YOUR ASSIGNMENT |
Duplicate the passage from the article on the Holy War pro bono competition, starting at "The American Bar" and ending at "perform such service.".

DOCUMENT EXTRACT |
It’s known simply as the Holy War.
Over the years, there have been 54 installments of this annual gridiron battle for supremacy between two proud and prominent Catholic high schools located just five miles apart on Cleveland’s west side. If it began as a football game, it’s long since grown into a metaphor for the larger competition between St. Ignatius and St. Edward’s High Schools.
More recently that competition has carried over into the halls of the Legal Aid Society of Greater Cleveland where alumni of both schools are waging a spirited but friendly pro bono competition to help the less fortunate with basic legal needs by volunteering their time to staff brief advice clinics.
An Almost Bottomless Need
Cleveland, with more than one in three residents living in poverty and a place that has been called ground zero of the foreclosure crisis, has an almost bottomless need for free legal services. With a staff of 40 full-time attorneys and nearly 500 volunteer lawyers, Legal Aid serves about 20,000 clients every year, providing counsel and sometimes legal representation on everything from divorce and domestic disputes to employment discrimination. But for want of enough lawyers, it still must turn away another 10,000 people who seek its services.
Patrick Haggerty, chair of the group’s pro bono committee (and a St. Ed’s graduate), notes that the new presidential administration has made noises about possibly cutting the budget of the Legal Services Corporation, which funds Legal Aid. "This is all very preliminary. But even at current funding levels, we have to turn away so many people every year. And so much of this work is dependent on volunteers," he says.
The American Bar Association encourages but does not require attorneys to perform pro bono services. With the State of Ohio’s recent decision to make pro bono work eligible for continuing legal education credits, attorneys in the state have yet another reason to perform such service.
Even if public service or continuing education aren’t motive enough, serving in a pro bono capacity offers even more basic benefits for attorneys, says Haggerty. "When I go out and talk to lawyers about Legal Aid, I tell them how fulfilling it is. On a personal level, I learn something every time I take a case or go to a clinic. I learn something about the law that I didn’t know because someone comes in with an immigration question or a custody question or a tax question I didn’t know about. You learn about yourself through the issues we deal with, and you also learn about the society in which we live."

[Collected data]
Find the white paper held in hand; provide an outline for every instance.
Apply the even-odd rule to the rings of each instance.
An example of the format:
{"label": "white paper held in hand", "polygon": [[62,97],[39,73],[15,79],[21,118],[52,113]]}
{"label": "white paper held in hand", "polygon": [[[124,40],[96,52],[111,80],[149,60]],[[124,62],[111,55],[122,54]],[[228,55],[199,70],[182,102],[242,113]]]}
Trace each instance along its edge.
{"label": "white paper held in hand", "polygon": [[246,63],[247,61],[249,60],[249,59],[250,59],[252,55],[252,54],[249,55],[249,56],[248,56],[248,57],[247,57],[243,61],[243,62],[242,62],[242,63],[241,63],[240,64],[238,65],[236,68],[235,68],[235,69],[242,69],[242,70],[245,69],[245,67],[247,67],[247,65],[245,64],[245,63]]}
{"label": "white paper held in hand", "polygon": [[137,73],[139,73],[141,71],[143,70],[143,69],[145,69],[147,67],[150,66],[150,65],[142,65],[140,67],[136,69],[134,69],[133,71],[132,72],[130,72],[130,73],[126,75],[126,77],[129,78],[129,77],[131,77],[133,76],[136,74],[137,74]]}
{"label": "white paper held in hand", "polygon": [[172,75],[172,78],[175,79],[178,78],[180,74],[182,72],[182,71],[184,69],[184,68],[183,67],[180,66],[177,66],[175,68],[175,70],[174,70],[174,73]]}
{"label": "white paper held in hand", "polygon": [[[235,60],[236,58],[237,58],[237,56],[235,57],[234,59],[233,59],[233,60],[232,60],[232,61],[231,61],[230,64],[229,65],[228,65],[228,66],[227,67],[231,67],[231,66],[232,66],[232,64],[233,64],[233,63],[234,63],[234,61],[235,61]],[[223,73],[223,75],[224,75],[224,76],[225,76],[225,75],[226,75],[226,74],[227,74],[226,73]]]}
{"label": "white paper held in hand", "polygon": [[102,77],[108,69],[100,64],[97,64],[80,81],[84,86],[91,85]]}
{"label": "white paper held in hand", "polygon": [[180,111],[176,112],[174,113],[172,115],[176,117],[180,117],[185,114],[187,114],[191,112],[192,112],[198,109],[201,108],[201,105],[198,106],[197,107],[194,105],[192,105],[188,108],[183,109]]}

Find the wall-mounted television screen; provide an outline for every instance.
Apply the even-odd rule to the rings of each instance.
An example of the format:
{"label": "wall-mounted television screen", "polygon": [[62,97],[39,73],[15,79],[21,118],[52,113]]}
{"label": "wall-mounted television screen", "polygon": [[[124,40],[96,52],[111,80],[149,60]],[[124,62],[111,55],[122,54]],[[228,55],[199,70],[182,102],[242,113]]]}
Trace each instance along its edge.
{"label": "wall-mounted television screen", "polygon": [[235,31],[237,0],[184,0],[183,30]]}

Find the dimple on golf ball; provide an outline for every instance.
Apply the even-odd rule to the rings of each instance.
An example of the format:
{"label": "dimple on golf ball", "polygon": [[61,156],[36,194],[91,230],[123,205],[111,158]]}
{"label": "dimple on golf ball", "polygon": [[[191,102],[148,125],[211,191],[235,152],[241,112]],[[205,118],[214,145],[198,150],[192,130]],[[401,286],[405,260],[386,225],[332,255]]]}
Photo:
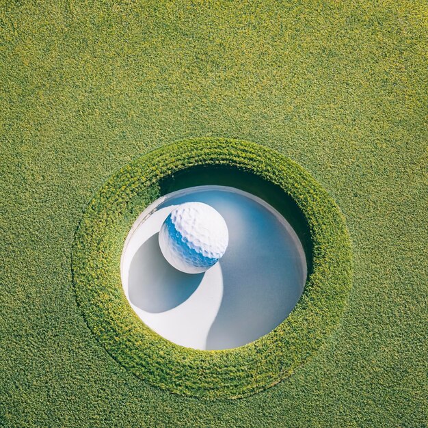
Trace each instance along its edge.
{"label": "dimple on golf ball", "polygon": [[159,235],[165,258],[187,273],[200,273],[213,266],[224,254],[228,241],[223,217],[202,202],[185,202],[174,208]]}

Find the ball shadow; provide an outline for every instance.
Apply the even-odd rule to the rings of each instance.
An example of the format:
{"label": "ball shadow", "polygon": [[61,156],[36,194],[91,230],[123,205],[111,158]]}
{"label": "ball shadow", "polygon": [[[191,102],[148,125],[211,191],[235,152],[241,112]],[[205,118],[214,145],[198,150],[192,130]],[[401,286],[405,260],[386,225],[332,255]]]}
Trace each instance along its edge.
{"label": "ball shadow", "polygon": [[185,302],[196,290],[204,273],[178,271],[165,259],[156,233],[134,255],[129,274],[128,292],[135,306],[152,313],[169,310]]}

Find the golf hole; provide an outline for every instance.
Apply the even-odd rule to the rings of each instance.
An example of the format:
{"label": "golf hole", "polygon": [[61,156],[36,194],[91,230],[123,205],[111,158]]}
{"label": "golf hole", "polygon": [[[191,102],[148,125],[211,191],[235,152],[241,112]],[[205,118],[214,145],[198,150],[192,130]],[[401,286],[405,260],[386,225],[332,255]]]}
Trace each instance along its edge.
{"label": "golf hole", "polygon": [[[223,257],[202,273],[185,273],[163,257],[158,235],[180,204],[217,210],[229,231]],[[286,218],[263,199],[224,185],[200,185],[165,194],[138,217],[121,258],[125,295],[148,327],[196,349],[236,348],[280,324],[304,291],[305,251]]]}

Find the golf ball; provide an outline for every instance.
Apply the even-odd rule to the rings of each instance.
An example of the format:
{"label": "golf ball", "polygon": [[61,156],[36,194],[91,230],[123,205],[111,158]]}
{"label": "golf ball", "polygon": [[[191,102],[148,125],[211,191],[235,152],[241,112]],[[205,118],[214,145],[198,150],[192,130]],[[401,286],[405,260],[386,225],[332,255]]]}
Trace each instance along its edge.
{"label": "golf ball", "polygon": [[185,202],[167,217],[159,241],[163,256],[174,267],[187,273],[200,273],[224,254],[229,235],[224,219],[212,206]]}

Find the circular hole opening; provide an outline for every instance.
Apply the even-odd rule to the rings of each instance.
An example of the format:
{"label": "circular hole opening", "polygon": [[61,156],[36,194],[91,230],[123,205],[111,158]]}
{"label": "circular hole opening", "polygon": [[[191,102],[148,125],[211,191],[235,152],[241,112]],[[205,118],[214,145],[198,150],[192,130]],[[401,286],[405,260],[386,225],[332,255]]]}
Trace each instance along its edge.
{"label": "circular hole opening", "polygon": [[[238,347],[275,329],[297,303],[311,265],[295,202],[236,168],[189,168],[161,187],[163,196],[138,217],[122,254],[122,286],[138,317],[165,338],[204,350]],[[225,254],[202,273],[176,270],[159,248],[163,221],[187,202],[215,208],[229,231]]]}

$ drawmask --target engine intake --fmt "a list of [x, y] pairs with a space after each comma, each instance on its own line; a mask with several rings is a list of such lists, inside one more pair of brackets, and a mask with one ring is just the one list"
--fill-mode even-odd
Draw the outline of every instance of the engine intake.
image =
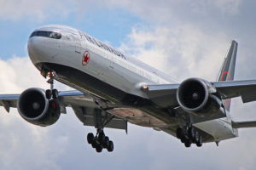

RESPONSE AREA |
The American Bar Association encourages but does not require attorneys to perform pro bono services. With the State of Ohio’s recent decision to make pro bono work eligible for continuing legal education credits, attorneys in the state have yet another reason to perform such service.